練習課題 —
A – 電気掃除機用吸込具に関する文章から、「しかし、床面において家具と家」で始まり「を特徴とする、電気掃除機用吸込具である。」で終わる部分を一字一句違えずに写し取ってください。
B – 電気掃除機用吸込具に関する文章で、特許文献1として挙げられている公報の番号は何か。
C – 電気掃除機用吸込具に関する文章を、最後の文の後から書き継ぐこと。

═════ 本文抜粋 ═════

説明

電気掃除機用吸込具

【課題】床面における狭い部分を効果的に掃除できる電気掃除機用吸込具を提供すること。
【解決手段】電気掃除機用吸込具1のハウジング10では、前面10Bの副吸込口13をシャッター14が開閉する。床面Xにおける狭い部分を掃除したい場合には、副吸込口13が床面Xに対向するようにハウジング10を倒立させ、シャッター14を開く。シャッター14は、開いた状態においてハウジング10内と連通する取込穴20を有している。そのため、狭い部分の塵埃を副吸込口13からハウジング10内に吸い込み、狭い部分においてシャッター14に対向している部分の塵埃を取込穴20からハウジング10内に吸い込める。ハウジング10内に設けられたフラップ部材21が、シャッター14が開くのに連動して、取込穴20から流入する空気および塵埃をベンドパイプ11へと導く。

【発明の詳細な説明】
【技術分野】
【0001】
この発明は、電気掃除機用吸込具に関する。
【背景技術】
【0002】
従来、電気掃除機用吸込具は、幅広のハウジングを有しており、ハウジングの底面には、吸込口が形成されている(特許文献1参照)。ハウジング底面の吸込口を床面に対向させた状態で電気掃除機用吸込具を床面上で移動させることによって、床面の塵埃が吸込口からハウジング内部に取り込まれ、これにより、床面の掃除が行われる。
【先行技術文献】
【特許文献】
【0003】
【特許文献1】特開2004−16606号公報
【発明の概要】
【発明が解決しようとする課題】
【0004】
特許文献1の電気掃除機用吸込具では、何もない広い床面であれば、床面上で電気掃除機用吸込具を移動させるだけで、なんら問題なく掃除できる。
しかし、床面において家具と家具との間といった狭い部分には、電気掃除機用吸込具が入りにくいので、この狭い部分を電気掃除機用吸込具で掃除するのは困難である。
ただし、このような狭い部分には、塵埃が大量に溜まっている場合があるので、狭い部分ほど念入りに掃除する必要がある。
【0005】
この発明は、かかる背景のもとでなされたもので、床面における狭い部分を効果的に掃除できる電気掃除機用吸込具を提供することを目的とする。
【課題を解決するための手段】
【0006】
請求項1記載の発明は、底面に主吸込口が形成され、前面に副吸込口が形成されたハウジングと、一端は前記ハウジングに連結され、他端は前記ハウジングから後方へ突出していて、電気掃除機本体と接続でき、前記主吸込口および前記副吸込口から前記ハウジング内に流入する空気および塵埃を前記電気掃除機本体へ誘導するためにベンドパイプと、前記ハウジング内に回転可能に設けられ、前記主吸込口および前記副吸込口に臨む回転ブラシと、前記副吸込口を開閉可能に覆うシャッターであって、開いた状態において前記シャッターを通じて前記ハウジング内と連通するように形成された取込穴を有するシャッターと、前記ハウジング内に設けられ、前記シャッターの開閉に応じて移動可能であり、前記シャッターが開くのに連動して、前記取込穴から流入する空気および塵埃を前記ベンドパイプの一端へと導くフラップ部材と、を含むことを特徴とする、電気掃除機用吸込具である。

═════ データ抜粋 ═════

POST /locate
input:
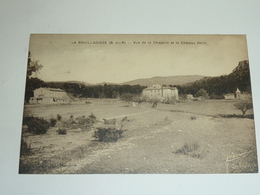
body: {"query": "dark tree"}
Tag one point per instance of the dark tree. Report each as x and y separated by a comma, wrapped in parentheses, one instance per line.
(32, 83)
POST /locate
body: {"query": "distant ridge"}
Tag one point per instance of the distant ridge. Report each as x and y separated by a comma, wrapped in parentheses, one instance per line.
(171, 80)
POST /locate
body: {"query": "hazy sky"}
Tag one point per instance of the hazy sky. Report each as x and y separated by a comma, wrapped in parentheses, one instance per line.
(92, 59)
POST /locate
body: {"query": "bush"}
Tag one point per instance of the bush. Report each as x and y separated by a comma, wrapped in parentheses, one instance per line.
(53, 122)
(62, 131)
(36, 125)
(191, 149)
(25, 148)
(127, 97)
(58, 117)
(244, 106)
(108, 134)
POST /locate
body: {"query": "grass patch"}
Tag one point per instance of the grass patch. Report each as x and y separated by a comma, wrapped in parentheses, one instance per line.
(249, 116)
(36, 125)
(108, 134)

═════
═════ データ抜粋 ═════

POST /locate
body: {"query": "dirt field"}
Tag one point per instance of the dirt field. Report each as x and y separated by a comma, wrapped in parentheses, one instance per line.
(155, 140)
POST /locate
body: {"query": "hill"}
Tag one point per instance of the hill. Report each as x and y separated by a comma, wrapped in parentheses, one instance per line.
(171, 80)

═════

課題別の解答 —
A –
しかし、床面において家具と家具との間といった狭い部分には、電気掃除機用吸込具が入りにくいので、この狭い部分を電気掃除機用吸込具で掃除するのは困難である。
ただし、このような狭い部分には、塵埃が大量に溜まっている場合があるので、狭い部分ほど念入りに掃除する必要がある。
【0005】
この発明は、かかる背景のもとでなされたもので、床面における狭い部分を効果的に掃除できる電気掃除機用吸込具を提供することを目的とする。
【課題を解決するための手段】
【0006】
請求項1記載の発明は、底面に主吸込口が形成され、前面に副吸込口が形成されたハウジングと、一端は前記ハウジングに連結され、他端は前記ハウジングから後方へ突出していて、電気掃除機本体と接続でき、前記主吸込口および前記副吸込口から前記ハウジング内に流入する空気および塵埃を前記電気掃除機本体へ誘導するためにベンドパイプと、前記ハウジング内に回転可能に設けられ、前記主吸込口および前記副吸込口に臨む回転ブラシと、前記副吸込口を開閉可能に覆うシャッターであって、開いた状態において前記シャッターを通じて前記ハウジング内と連通するように形成された取込穴を有するシャッターと、前記ハウジング内に設けられ、前記シャッターの開閉に応じて移動可能であり、前記シャッターが開くのに連動して、前記取込穴から流入する空気および塵埃を前記ベンドパイプの一端へと導くフラップ部材と、を含むことを特徴とする、電気掃除機用吸込具である。

B – 特開2004−16606号公報。

C –
【0007】
請求項2記載の発明は、前記フラップ部材は、前記取込穴から前記ベンドパイプの一端へと流入風が向かう方向において、前記取込穴に対して下流側から隣接した位置にあることを特徴とする、請求項1記載の電気掃除機用吸込具である。
【発明の効果】
【0008】
請求項1記載の発明によれば、電気掃除機用吸込具のハウジングでは、底面に主吸込口が形成され、前面に副吸込口が形成されている。シャッターが、副吸込口を開閉可能に覆う。そして、ハウジングには、ベンドパイプの一端が連結され、ベンドパイプの他端は、ハウジングから後方へ突出していて、電気掃除機本体と接続できる。ハウジング内には、回転ブラシが回転可能に設けられており、回転ブラシは、主吸込口および副吸込口に臨んでいる。
【0009】
ハウジング底面の主吸込口が床面に対向した状態で、電気掃除機用吸込具を床面上で移動させる際、電気掃除機本体で発生した吸引力が主吸込口に作用する。これにより、床面上の塵埃が、空気とともに、主吸込口からハウジング内に吸い込まれ、ベンドパイプによって電気掃除機本体へ誘導される。ここで、シャッターが副吸込口を覆っていると、吸引力を主吸込口だけに作用させることができる。また、回転ブラシが主吸込口から床面の塵埃を掻き上げるので、塵埃を主吸込口からハウジング内へ効果的に流入させることができる。
【0010】
一方、床面において家具と家具との間といった狭い部分を掃除したい場合には、まず、主吸込口の代わりに副吸込口が床面に対向するように、ハウジング(電気掃除機用吸込具)の姿勢を変える。すると、一般的に幅広で上下に扁平なハウジングが倒立し、床面に対するハウジングの対向面積が小さくなる。これにより、前述した狭い部分にハウジングを入り込ませることができる。また、ハウジングを倒立させるのに応じて、シャッターを開く。
【0011】
そして、倒立させたハウジング(電気掃除機用吸込具)を狭い部分に入り込ませると、前述した吸引力が副吸込口に作用するので、狭い部分の塵埃が、空気とともに、副吸込口からハウジング内に吸い込まれ、ベンドパイプによって電気掃除機本体へ誘導される。これにより、床面における狭い部分を掃除できる。また、回転ブラシが副吸込口から床面(狭い部分)の塵埃を掻き上げるので、塵埃を副吸込口からハウジング内へ効果的に流入させることができる。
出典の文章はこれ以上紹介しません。